(Work to be completed) Pick up the film review below where it leaves off and write the next part.

(Text block)
-- -- --

The chief first hand accounts of information are from U.S. Military personnel who have been convicted of crimes (with the exception of one British national who has a harrowing, convincing story to tell). While what they have to say is compelling, the absence of any testimony of those who gave them those orders is absent. We have their attorneys or third parties removed to interpret what happened...or might have happened. While I couldn't be more sympathetic to the bind we've placed our young men and women in, the last thing I wanted to hear from an individual who's been convicted of torture and "wrongful death" (labeled a homicide by the coroner) is "I'm financially ruined." The moral quandary raised by the film isn't nearly answered until the final credits roll.
And where is Congress? Where is the oversight they are obligated to perform? Oh, they're holding hearings on steroid use in baseball.

-- -- --

(Entries supplied)
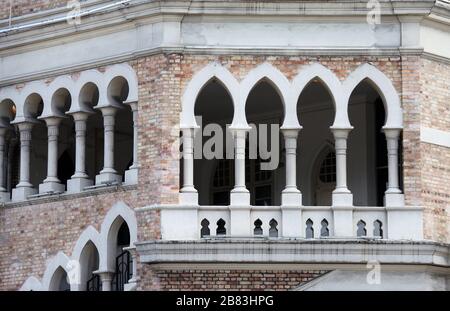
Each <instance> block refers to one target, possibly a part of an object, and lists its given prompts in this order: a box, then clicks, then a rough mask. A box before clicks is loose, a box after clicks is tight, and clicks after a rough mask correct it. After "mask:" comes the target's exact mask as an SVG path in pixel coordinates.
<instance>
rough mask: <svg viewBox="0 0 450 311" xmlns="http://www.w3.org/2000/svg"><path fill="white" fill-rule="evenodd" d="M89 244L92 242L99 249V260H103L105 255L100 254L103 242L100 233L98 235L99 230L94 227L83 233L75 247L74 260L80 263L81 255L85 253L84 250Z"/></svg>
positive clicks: (86, 229) (97, 250)
mask: <svg viewBox="0 0 450 311" xmlns="http://www.w3.org/2000/svg"><path fill="white" fill-rule="evenodd" d="M88 242H92V244H94V246H95V247H96V248H97V251H98V252H99V254H98V255H99V258H101V257H102V256H103V255H105V254H103V253H100V250H101V249H103V247H102V240H101V236H100V233H98V231H97V230H95V228H94V227H93V226H89V227H87V228H86V229H85V230H84V231H83V233H82V234H81V235H80V237H79V238H78V240H77V242H76V244H75V247H74V249H73V252H72V259H73V260H77V261H80V257H81V253H82V252H83V248H84V247H85V246H86V244H87V243H88Z"/></svg>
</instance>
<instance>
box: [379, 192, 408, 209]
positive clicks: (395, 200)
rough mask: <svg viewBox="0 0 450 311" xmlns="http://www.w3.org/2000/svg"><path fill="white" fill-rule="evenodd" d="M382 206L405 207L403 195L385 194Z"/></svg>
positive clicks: (404, 202) (401, 193)
mask: <svg viewBox="0 0 450 311" xmlns="http://www.w3.org/2000/svg"><path fill="white" fill-rule="evenodd" d="M384 206H387V207H402V206H405V195H404V194H403V193H385V195H384Z"/></svg>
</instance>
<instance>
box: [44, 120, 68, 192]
mask: <svg viewBox="0 0 450 311" xmlns="http://www.w3.org/2000/svg"><path fill="white" fill-rule="evenodd" d="M60 122H61V118H56V117H50V118H46V119H45V123H47V135H48V152H47V178H46V179H45V180H44V182H43V183H42V184H40V185H39V193H52V192H56V193H59V192H64V190H65V186H64V185H63V184H61V181H60V180H59V179H58V136H59V124H60Z"/></svg>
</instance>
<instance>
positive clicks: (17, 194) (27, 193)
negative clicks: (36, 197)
mask: <svg viewBox="0 0 450 311" xmlns="http://www.w3.org/2000/svg"><path fill="white" fill-rule="evenodd" d="M34 194H37V189H35V188H33V187H27V186H25V187H17V188H14V189H13V191H12V199H11V200H12V201H25V200H27V199H28V197H29V196H30V195H34Z"/></svg>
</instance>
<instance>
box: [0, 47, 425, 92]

-- -- --

(The answer)
We're never sure exactly what we're looking at. "Reenactments" are identified briefly, but clearly there is a lot that isn't documentary footage, and the famous photos of Abu Ghrabib reappear over and over frequently out of context.
This is a shameful chapter in American history, and it needs a less doctrinaire film to expose what are, as pointed out, crimes of war. One of the most effective moments is when the filmmaker's father appears over the closing credits. He is a former interrogator in WWII. His outrage rings true, and it should be every American's cry as well.